Alekos Chatzistavridis (; 1 January 1915 – 1 January 1998) was a Greek footballer who played as a forward and a later manager. His real name was "Stavridis".

Club career

Chatzistavridis started football at Vyzantion Piraeus. In 1933 he joined AEK Athens and changed his name to "Chatzistavridis", because he officially belonged to his previous club. He established himself as one of the main attackers of the club. On 28 May 1939, he opened the score in the Greek Cup final, defeating PAOK by 2–1. He played with the "yellow-blacks" for a decade and won 2 consecutive Panhellenic Championships, 1 Cup and 1 Athens FCA Championship in 1940, including the first domestic double in by a Greek club in 1939.
-----
__Stated problem A__:
Answer these questions from the Chatzistavridis biography, one per line:
(i) In what position did he play?
(ii) At which club did he start football?
(iii) Which team did AEK Athens defeat in the Greek Cup final of 28 May 1939?
__Stated problem B__:
Decide whether each statement agrees with the Chatzistavridis biography. For each, answer yes or no and quote the deciding words.
(i) He joined AEK Athens in 1933.
(ii) His real name was Chatzistavridis.
(iii) He played for AEK Athens for about five years.
__Stated problem C__: Extend the Chatzistavridis biography, picking up after its final sentence.

__Dataset excerpt__:
-----
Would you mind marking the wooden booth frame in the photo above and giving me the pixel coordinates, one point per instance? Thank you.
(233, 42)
-----
__Answer A__:
(i) Forward
(ii) Vyzantion Piraeus
(iii) PAOK

__Answer B__:
(i) Yes: "In 1933 he joined AEK Athens"
(ii) No: "His real name was "Stavridis"."
(iii) No: "He played with the "yellow-blacks" for a decade"

__Answer C__:
In 1944, during the period of the Occupation, when Greek football was inactive and Chatzistavridis joined Olympiacos. On 30 June 1946 he was expelled in the match against AEK alongside his former teammate Kleanthis Maropoulos. On 8 June 1947, he played in the 5–0 win against Iraklis in the Cup final. He played as a regular at the club of Piraeus, until 1949, when he ended his career as a footballer. At Olympiacos he won in total another 2 consecutive Panhellenic Championships, 1 Cup and 4 consecutive Piraeus FCA Championships, including another domestic double in by a Greek club in 1947.

International career
Chatzistavridis played in two games with Greece under Kostas Negrepontis, for the Mediterranean Cup in May 1949 both held at Leoforos Alexandras Stadium. His debut was on 16 May in the 1–2 defeat against Turkey, coming in as a sub at the 46th minute in the place of Giannis Petsanas. He scored his only international goal in his second and final appearance on 18 May, playing the full match in the 1–3 defeat against Egypt.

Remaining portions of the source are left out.